#### Problem 1:
Copy out the cruise cabin review word for word.

#### Source document:

---+---

We picked 11002 because it was the last AF on the starboard side and it was under the spa, which (to me) meant the likeliness of noise would be close to zero (this proved to be true). We also thought that 11002 would have only one neighbor, which also reduced the chance of noise. However, we didn't know that there were several cabins forward of our cabin that were used for crew members. In fact, Darin Wyman (our Cruise Director) was right next door! As it turned out, noise was never a factor at all.
Since 11002 was all the way forward, it did lead to lots of walking when we wanted to do anything at the stern of the ship (mainly dining in Tsar's Palace or the Great Outdoors, or going to the Galleria Shops). However, for our purposes, it was still a convenient location since it was below the Spinnaker Lounge and above the Stardust Theater and Jewel Club Casino (all places that we frequented).
The two beds had been prepared as a single bed. We asked the steward to separate the beds and it was done later in the afternoon. We also requested extra towels to be supplied throughout the cruise - no problem there either. Two bathrobes were hanging in the closet and two beach towels were laid out on the bed.

---+---

#### Data for this task:
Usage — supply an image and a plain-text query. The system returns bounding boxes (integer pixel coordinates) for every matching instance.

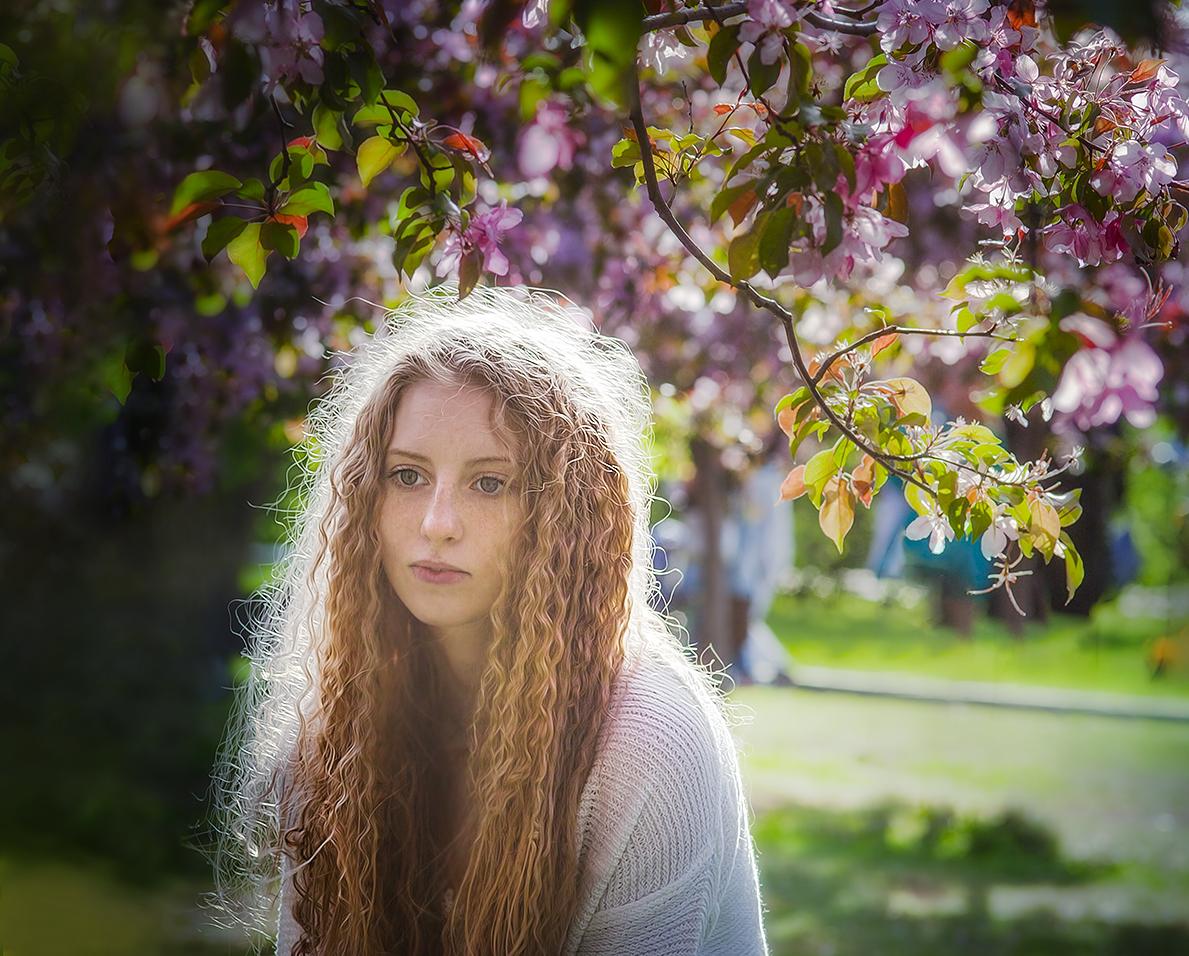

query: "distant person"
[723,444,793,684]
[211,289,766,956]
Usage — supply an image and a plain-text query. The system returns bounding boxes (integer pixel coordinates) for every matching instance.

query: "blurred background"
[0,0,1189,956]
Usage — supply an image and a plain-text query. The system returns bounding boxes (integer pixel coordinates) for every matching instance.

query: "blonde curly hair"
[216,289,697,956]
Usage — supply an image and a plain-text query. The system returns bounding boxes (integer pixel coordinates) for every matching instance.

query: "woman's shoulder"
[602,648,735,766]
[584,648,738,823]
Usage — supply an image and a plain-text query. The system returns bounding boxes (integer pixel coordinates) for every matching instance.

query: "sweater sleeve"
[567,666,767,956]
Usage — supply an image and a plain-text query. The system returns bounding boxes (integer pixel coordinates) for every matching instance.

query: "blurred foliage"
[755,805,1189,956]
[768,587,1189,696]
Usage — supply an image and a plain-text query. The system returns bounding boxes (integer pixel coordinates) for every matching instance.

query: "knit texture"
[277,656,767,956]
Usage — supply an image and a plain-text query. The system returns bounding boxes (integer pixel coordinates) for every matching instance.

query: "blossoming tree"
[0,0,1189,613]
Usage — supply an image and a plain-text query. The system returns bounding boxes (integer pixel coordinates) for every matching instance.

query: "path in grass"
[732,687,1189,920]
[768,590,1189,697]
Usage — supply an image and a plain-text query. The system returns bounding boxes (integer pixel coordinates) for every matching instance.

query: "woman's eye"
[392,468,421,488]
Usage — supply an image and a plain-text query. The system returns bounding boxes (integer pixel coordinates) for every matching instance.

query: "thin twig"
[643,4,747,33]
[642,4,875,37]
[805,10,876,37]
[813,326,1017,384]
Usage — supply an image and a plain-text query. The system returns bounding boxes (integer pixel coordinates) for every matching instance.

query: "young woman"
[220,289,766,956]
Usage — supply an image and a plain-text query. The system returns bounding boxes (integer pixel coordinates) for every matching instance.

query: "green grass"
[731,686,1189,956]
[768,591,1189,697]
[755,805,1189,956]
[0,857,250,956]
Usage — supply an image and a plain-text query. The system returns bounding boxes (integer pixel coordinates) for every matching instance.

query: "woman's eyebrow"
[388,448,516,466]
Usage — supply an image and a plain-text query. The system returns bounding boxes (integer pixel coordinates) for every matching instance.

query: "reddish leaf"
[776,402,804,438]
[165,202,219,232]
[442,133,491,163]
[780,465,805,502]
[850,454,875,508]
[872,332,900,358]
[1007,0,1037,30]
[270,213,309,239]
[818,474,855,554]
[1127,59,1164,83]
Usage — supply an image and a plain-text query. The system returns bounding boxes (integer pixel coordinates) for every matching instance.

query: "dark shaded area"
[0,368,269,880]
[755,806,1189,956]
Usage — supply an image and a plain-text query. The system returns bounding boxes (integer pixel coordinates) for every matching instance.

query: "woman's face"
[379,382,523,648]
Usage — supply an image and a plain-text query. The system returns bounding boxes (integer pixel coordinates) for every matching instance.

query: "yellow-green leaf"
[1028,498,1061,561]
[885,378,933,420]
[818,474,855,554]
[227,222,271,289]
[356,136,401,185]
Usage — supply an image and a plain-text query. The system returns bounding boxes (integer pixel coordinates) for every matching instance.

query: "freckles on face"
[379,382,523,640]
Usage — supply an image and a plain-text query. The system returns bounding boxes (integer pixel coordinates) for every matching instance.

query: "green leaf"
[235,178,264,202]
[772,385,810,419]
[314,103,342,150]
[999,342,1037,389]
[611,139,641,169]
[710,180,756,222]
[805,448,838,508]
[227,222,271,289]
[260,222,301,259]
[277,183,334,215]
[706,24,742,86]
[822,191,842,256]
[356,136,403,185]
[347,48,384,106]
[1061,532,1086,604]
[806,475,855,554]
[747,46,781,98]
[979,348,1012,375]
[202,215,247,262]
[760,206,798,276]
[726,213,768,281]
[843,54,888,102]
[124,338,165,382]
[169,169,240,215]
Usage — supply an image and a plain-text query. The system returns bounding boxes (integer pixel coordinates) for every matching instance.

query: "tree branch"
[813,326,1015,385]
[805,10,875,37]
[625,64,935,478]
[643,4,875,37]
[643,4,747,33]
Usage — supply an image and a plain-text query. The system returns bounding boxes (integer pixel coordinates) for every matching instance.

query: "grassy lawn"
[768,590,1189,697]
[0,857,250,956]
[732,687,1189,956]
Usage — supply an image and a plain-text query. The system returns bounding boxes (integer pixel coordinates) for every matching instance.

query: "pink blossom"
[932,0,990,50]
[1052,332,1164,432]
[850,133,908,205]
[740,0,793,65]
[260,7,325,86]
[1044,202,1118,265]
[876,0,945,54]
[640,30,692,75]
[516,100,585,178]
[904,504,954,554]
[979,508,1027,561]
[438,201,524,276]
[1090,139,1177,202]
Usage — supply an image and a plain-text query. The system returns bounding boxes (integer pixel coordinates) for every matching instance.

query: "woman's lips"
[410,561,471,584]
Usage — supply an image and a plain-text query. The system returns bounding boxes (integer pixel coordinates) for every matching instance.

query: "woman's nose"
[421,485,463,541]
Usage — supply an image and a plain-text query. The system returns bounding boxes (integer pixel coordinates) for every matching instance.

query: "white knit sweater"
[277,658,767,956]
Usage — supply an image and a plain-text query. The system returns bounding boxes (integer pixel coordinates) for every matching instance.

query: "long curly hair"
[216,289,675,956]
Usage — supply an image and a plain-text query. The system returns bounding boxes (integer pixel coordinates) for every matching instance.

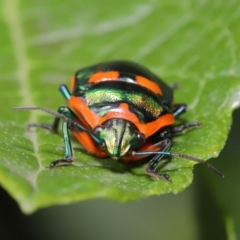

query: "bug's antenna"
[12,106,67,119]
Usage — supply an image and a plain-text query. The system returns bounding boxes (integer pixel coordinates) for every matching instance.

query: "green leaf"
[0,0,240,213]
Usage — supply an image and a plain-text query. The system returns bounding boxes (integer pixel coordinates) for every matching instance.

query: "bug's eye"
[93,126,106,149]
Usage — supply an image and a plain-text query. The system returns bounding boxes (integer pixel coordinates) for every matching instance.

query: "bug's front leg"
[48,121,74,168]
[26,106,71,133]
[145,138,172,182]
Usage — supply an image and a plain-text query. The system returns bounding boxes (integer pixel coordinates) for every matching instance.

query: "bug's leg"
[170,122,201,135]
[48,121,73,168]
[26,106,74,132]
[145,138,172,182]
[173,104,187,118]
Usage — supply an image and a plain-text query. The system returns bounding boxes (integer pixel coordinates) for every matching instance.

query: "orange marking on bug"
[135,76,162,95]
[73,131,108,157]
[88,71,119,83]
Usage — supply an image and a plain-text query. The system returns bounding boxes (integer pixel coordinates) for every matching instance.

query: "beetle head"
[94,118,145,159]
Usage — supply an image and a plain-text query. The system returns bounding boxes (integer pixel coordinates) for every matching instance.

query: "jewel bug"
[14,61,223,181]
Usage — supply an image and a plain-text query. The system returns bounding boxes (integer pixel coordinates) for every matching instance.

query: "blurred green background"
[0,110,240,240]
[0,0,240,240]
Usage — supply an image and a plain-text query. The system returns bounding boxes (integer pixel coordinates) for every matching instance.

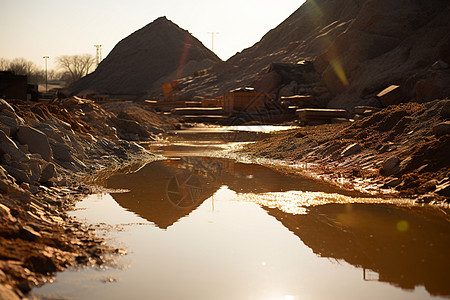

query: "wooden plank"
[297,108,348,121]
[171,107,223,115]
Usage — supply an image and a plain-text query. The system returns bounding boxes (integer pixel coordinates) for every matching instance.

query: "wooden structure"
[223,88,265,113]
[202,99,222,108]
[297,108,348,124]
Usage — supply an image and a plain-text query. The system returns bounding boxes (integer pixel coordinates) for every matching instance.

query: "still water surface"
[35,157,450,300]
[33,127,450,300]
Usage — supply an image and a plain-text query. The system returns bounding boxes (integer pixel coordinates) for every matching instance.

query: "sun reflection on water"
[234,191,404,215]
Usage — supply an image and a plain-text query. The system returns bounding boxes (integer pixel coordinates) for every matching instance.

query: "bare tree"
[9,58,37,76]
[56,54,95,82]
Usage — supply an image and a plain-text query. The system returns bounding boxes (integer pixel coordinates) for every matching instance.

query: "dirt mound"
[70,17,220,95]
[242,100,450,201]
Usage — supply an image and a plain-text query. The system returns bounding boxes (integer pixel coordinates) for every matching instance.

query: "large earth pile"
[166,0,450,109]
[70,17,220,95]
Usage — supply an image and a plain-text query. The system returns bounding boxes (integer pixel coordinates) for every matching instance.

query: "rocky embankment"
[0,98,173,299]
[239,100,450,203]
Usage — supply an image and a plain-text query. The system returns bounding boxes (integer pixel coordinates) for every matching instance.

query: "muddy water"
[34,125,450,300]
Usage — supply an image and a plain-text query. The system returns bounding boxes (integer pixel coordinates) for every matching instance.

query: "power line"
[42,55,50,93]
[94,45,102,67]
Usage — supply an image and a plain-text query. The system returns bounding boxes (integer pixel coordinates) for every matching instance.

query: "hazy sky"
[0,0,304,68]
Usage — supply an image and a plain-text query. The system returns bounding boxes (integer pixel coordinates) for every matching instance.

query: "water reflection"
[266,204,450,296]
[106,157,358,229]
[107,157,450,296]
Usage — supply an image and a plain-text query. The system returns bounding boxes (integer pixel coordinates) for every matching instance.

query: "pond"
[33,126,450,300]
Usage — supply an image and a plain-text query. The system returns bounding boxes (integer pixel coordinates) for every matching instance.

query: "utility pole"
[42,56,49,93]
[208,32,219,52]
[94,45,102,67]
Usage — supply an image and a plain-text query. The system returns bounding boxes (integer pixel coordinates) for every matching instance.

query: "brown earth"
[0,98,176,299]
[70,17,220,99]
[240,100,450,203]
[149,0,450,111]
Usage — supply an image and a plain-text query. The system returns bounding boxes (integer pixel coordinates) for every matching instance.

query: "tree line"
[0,54,95,85]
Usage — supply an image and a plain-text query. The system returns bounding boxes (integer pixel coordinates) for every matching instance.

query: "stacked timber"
[297,108,348,125]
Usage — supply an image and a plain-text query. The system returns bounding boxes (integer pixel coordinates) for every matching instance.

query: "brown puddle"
[34,157,450,300]
[34,126,450,300]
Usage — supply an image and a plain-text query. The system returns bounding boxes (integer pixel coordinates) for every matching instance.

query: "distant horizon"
[0,0,304,69]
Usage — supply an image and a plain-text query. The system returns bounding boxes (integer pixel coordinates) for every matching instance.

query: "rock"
[111,117,150,139]
[384,178,402,188]
[39,163,56,183]
[413,71,450,103]
[312,86,330,96]
[341,143,362,157]
[17,126,53,161]
[70,17,221,95]
[251,71,282,94]
[20,182,30,190]
[416,193,436,203]
[433,121,450,136]
[377,85,403,107]
[5,166,31,183]
[381,156,400,176]
[25,253,58,274]
[0,284,20,300]
[0,116,23,135]
[19,225,42,241]
[0,166,19,194]
[0,131,28,161]
[0,203,16,223]
[0,99,16,113]
[297,108,348,122]
[278,81,298,97]
[50,140,73,162]
[0,123,11,137]
[353,106,381,116]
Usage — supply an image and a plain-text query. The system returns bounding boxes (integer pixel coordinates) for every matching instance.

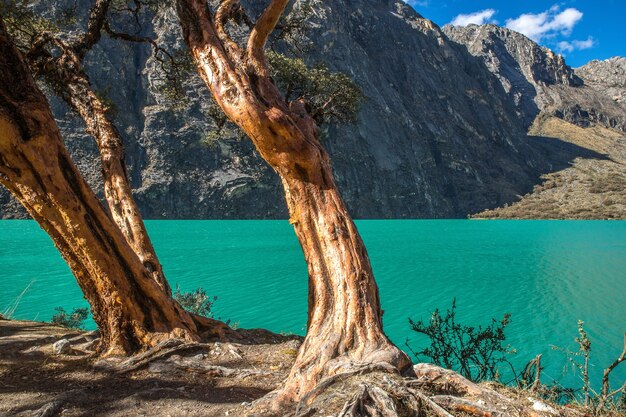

---+---

#### Problem 2:
Rescale the records from their first line up to and including the line with "[0,0,1189,956]". Keep all the wording, but multiply each bounding-box coordinate by 1.05 and round it to a whole number, with halves rounded up, and leave out the pictures.

#### Reply 1:
We picked 11002 because it was the last AF on the starboard side and it was under the spa, which (to me) meant the likeliness of noise would be close to zero (this proved to be true). We also thought that 11002 would have only one neighbor, which also reduced the chance of noise. However, we didn't know that there were several cabins forward of our cabin that were used for crew members. In fact, Darin Wyman (our Cruise Director) was right next door! As it turned out, noise was never a factor at all.
Since 11002 was all the way forward, it did lead to lots of walking when we wanted to do anything at the stern of the ship (mainly dining in Tsar's Palace or the Great Outdoors, or going to the Galleria Shops). However, for our purposes, it was still a convenient location since it was below the Spinnaker Lounge and above the Stardust Theater and Jewel Club Casino (all places that we frequented).
The two beds had been prepared as a single bed. We asked the steward to separate the beds and it was done later in the afternoon. We also requested extra towels to be supplied throughout the cruise - no problem there either. Two bathrobes were hanging in the closet and two beach towels were laid out on the bed.

#### Reply 2:
Usage — supply an image and a plain-text query. The system returns bounding boxes (integer pixel coordinates) for every matching instance.


query: "distant person"
[759,466,833,718]
[222,303,804,1004]
Usage — supply an image and a plain-text query. The system returns bounding boxes (integer pixel coordinates) for every matching instance.

query: "blurred background"
[0,0,1248,1004]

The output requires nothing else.